[Excerpts of location labeling data]

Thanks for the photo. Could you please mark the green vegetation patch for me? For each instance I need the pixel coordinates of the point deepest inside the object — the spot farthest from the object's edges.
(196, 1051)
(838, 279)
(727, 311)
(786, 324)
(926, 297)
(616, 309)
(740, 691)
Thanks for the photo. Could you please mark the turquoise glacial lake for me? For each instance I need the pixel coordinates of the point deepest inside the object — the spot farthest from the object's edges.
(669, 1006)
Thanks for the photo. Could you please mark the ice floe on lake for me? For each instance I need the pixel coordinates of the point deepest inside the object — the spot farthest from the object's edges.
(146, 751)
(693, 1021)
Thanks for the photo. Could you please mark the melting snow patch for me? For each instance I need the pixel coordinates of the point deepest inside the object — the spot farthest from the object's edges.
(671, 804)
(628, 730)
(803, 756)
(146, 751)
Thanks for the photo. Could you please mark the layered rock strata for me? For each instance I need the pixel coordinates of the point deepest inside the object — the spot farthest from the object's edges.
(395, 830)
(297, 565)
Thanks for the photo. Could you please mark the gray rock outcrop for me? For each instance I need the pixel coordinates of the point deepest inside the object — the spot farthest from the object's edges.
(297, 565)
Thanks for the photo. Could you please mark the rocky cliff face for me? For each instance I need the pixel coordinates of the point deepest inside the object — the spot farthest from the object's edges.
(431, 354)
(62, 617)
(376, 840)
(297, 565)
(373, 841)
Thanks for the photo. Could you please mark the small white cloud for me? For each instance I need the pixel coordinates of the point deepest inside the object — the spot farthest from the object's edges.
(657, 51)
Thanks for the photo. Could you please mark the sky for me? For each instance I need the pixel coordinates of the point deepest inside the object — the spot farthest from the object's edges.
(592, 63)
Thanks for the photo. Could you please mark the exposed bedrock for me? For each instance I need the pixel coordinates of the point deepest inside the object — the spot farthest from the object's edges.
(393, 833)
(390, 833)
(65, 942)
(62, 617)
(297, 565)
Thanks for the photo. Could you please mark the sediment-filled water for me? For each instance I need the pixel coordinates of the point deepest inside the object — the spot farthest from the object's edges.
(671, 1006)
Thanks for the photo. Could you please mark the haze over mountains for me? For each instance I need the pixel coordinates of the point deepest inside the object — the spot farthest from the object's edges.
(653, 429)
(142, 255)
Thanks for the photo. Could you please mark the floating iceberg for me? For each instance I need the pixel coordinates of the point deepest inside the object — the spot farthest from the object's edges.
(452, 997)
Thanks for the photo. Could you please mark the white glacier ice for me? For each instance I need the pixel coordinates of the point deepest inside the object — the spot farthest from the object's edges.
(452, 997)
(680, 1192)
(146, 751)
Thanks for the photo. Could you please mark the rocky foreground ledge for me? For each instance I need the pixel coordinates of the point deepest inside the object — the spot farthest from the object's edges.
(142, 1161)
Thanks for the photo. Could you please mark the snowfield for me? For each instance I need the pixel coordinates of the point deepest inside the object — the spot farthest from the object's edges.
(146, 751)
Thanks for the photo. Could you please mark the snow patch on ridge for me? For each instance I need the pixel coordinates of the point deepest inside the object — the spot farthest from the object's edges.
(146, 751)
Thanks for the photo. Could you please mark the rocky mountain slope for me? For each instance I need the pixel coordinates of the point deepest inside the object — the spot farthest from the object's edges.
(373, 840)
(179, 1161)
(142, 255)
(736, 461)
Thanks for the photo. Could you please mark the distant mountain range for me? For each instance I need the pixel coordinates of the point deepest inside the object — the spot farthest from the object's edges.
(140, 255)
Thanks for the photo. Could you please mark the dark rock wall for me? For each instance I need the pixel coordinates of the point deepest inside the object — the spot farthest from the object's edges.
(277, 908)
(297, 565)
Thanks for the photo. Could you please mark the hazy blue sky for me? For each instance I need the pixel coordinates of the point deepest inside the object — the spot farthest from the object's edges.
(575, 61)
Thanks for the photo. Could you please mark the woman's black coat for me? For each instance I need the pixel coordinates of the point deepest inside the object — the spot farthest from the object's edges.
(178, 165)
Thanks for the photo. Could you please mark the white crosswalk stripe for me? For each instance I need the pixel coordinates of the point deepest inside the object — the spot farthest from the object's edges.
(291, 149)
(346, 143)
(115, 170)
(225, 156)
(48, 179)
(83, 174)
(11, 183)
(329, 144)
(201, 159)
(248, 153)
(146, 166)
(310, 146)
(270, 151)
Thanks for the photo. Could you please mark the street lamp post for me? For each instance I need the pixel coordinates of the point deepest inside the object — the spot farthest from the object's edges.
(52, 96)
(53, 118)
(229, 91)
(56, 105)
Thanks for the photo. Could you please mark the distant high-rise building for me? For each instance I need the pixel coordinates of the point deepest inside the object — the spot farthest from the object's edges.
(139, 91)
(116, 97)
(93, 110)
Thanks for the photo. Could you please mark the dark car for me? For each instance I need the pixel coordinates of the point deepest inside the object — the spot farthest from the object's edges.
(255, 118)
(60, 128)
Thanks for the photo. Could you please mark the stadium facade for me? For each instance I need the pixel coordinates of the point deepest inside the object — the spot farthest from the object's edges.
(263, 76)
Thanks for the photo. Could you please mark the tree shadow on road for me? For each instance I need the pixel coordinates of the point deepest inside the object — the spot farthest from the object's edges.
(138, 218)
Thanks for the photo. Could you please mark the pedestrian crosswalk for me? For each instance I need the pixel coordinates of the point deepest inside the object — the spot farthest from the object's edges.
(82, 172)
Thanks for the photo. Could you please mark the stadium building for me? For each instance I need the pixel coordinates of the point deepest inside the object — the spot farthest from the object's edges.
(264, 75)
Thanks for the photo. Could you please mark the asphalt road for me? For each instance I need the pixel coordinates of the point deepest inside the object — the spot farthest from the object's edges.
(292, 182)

• [Task requirements] Output the rows above as a JSON list of strings, with one string per line and blank lines omitted.

• [Solution to the problem]
[
  "Thanks for the photo. Could you please mark the green vegetation patch for me? For each instance I need the pixel coordinates of the point deepest inside the object — the spot farthest from the object's edges.",
  "(196, 1051)",
  "(838, 279)",
  "(727, 311)",
  "(786, 324)",
  "(926, 297)",
  "(616, 309)",
  "(740, 691)",
  "Thanks for the photo. Could you please mark the turquoise glacial lake for me? For each instance I need the pixel coordinates of the point deepest inside the object — the spot farthest from the object's edges.",
  "(669, 1006)",
  "Thanks for the photo. Could you please mark the ice floe on lake for me? For each instance I need the pixel coordinates of the point deepest inside the object — the spot farthest from the object's edges.",
  "(146, 751)",
  "(693, 1021)",
  "Thanks for the photo. Could you please mark the melting snow patch for me? For each instance I need the pixel coordinates of the point deepest inside the object — the spot farthest from the object's edges.",
  "(671, 804)",
  "(628, 730)",
  "(803, 756)",
  "(146, 751)",
  "Thanks for the photo. Could you please mark the layered rock strata for me? For each instance I need the pixel coordinates of the point deepest inside the object — the spot farthest from the object's edges.",
  "(395, 830)",
  "(297, 565)",
  "Thanks for the photo. Could you please mark the gray rock outcrop for me? For each instance I need the pixel coordinates of the point deepest inside the object — the spot farthest from the object's edges.",
  "(297, 565)",
  "Thanks for the photo. Could you please mark the rocky cliff face for me? For each instance I need the pixel coordinates of the point deepest inside the object — the spot farthest from the object's edges.",
  "(431, 354)",
  "(62, 617)",
  "(376, 840)",
  "(297, 565)",
  "(373, 841)",
  "Thanks for the photo. Could you please mark the small white cloud for me? For each instance I need the pixel coordinates of the point deepest inside the object — the spot farthest from the object's edges.",
  "(657, 51)",
  "Thanks for the photo. Could you please mark the sky for me? For each instance I need the pixel coordinates of the point deepest inside the object — the spot farthest from the object's edges.",
  "(592, 63)",
  "Thanks for the photo. Could you please mark the exposed bedrock for me? For each instance I need the pixel coordinates of the point deepest inside the object — the spot farthest from the object's edges.",
  "(393, 833)",
  "(390, 833)",
  "(65, 942)",
  "(62, 617)",
  "(297, 565)",
  "Thanks for the photo. Could you please mark the sediment-filled water for me? For each instance I need the pixel coordinates of the point deepest inside the object — the spot farthest from the object's edges.",
  "(671, 1006)",
  "Thanks for the photo. Could you please mark the haze over mountains for me? For each instance I need the pixel coordinates of the point deepest inside the object — the spot farthest from the object's edges.",
  "(653, 429)",
  "(142, 255)",
  "Thanks for the photo. Could you please mark the floating iceberg for me? For each instance I need the pixel coordinates of the point deepest inside the object — the spot farthest from the object's edges.",
  "(452, 997)",
  "Thanks for the photo. Could you please mark the white glacier ice for me? For each instance I need the pixel coordinates of the point deepest inside the object — the spot farthest from the object's edges.",
  "(452, 997)",
  "(680, 1192)",
  "(146, 751)",
  "Thanks for the photo. Could you please mark the rocky foreground ledge for me? For each instance I need the pixel coordinates of the point deepest inside the object — the spot farthest from the object's edges.",
  "(142, 1161)",
  "Thanks for the photo. Could you please mark the snowfield for me? For each instance I need the pixel coordinates of the point deepest inside the object — the spot farthest from the object's edges.",
  "(146, 751)",
  "Thanks for the photo. Could you please mark the snow patch on ridge for me? For each instance I need the pixel coordinates of the point deepest inside the object — the spot farthest from the object's edges.",
  "(146, 751)",
  "Thanks for the photo. Could you please mark the rocky mountain slope for me? For each instance I need the pixel coordinates of the point deepest inside the object — the spot farthest from the object's edges.",
  "(373, 840)",
  "(179, 1161)",
  "(142, 255)",
  "(736, 461)",
  "Thanks for the photo. Could you please mark the distant mountain range for me? For each instance I need the pixel coordinates of the point deepest inside the object — the spot farthest from the object's edges.",
  "(140, 255)",
  "Thanks for the photo. Could you please mark the dark rock wall for me? For each instance I need the pixel coordinates of the point deepest inside the object — the spot farthest from the object's edges.",
  "(277, 908)",
  "(297, 565)",
  "Thanks for the photo. Could you please mark the hazy blue sky for me? For each instance I need the pixel coordinates of the point deepest inside the object — the spot farthest from the object's edges.",
  "(575, 61)",
  "Thanks for the photo. Could you please mark the woman's black coat for me? For each instance I need the pixel coordinates of the point deepest inside the object — the spot farthest from the object's edges.",
  "(178, 165)",
  "Thanks for the photo. Could you please mark the white crosswalk stripe for me? For each instance I need the pixel coordinates of the point deepest inside the object — the spot farthest from the object's edges.",
  "(291, 149)",
  "(346, 143)",
  "(115, 170)",
  "(225, 156)",
  "(48, 179)",
  "(83, 174)",
  "(11, 183)",
  "(329, 144)",
  "(201, 159)",
  "(248, 153)",
  "(146, 166)",
  "(310, 146)",
  "(270, 151)",
  "Thanks for the photo. Could you please mark the street lamp post for me? For each instance I need the pixel coordinates of the point deepest inside the object — the spot farthest from the object's edges.",
  "(52, 96)",
  "(53, 118)",
  "(229, 91)",
  "(56, 105)",
  "Thanks for the photo. Could you please mark the distant high-rise building for me? For each instance I need the pixel coordinates of the point deepest inside the object — the spot farthest from the object's edges.",
  "(139, 91)",
  "(116, 97)",
  "(93, 110)",
  "Thanks for the photo. Could you please mark the dark car for me? For each instance I need the pixel coordinates of the point deepest inside the object — the spot farthest from the object's edges.",
  "(255, 118)",
  "(60, 128)",
  "Thanks for the photo. Could you please mark the stadium facade for me? For each instance I need the pixel coordinates of the point deepest inside the object — the spot farthest from the object's edges.",
  "(263, 76)",
  "Thanks for the photo. Could you please mark the tree shadow on road for me? For each instance I need the pixel coordinates of the point deepest inside the object — the spot farthest from the object's edges.",
  "(138, 218)",
  "Thanks for the photo. Could you please mark the pedestrian crosswalk for me? For each instance I need the pixel coordinates of the point deepest inside the object — the spot farthest from the object's edges.",
  "(82, 172)",
  "Thanks for the photo. Could you please mark the stadium building for me? For each instance I need the pixel coordinates of the point deepest inside the object — the spot farthest from the object's edges.",
  "(264, 75)",
  "Thanks for the photo. Could you please mark the asphalt road for me? For each instance I need the pixel coordinates of the point deepest inside the object — the spot farthest from the object's edges.",
  "(292, 182)"
]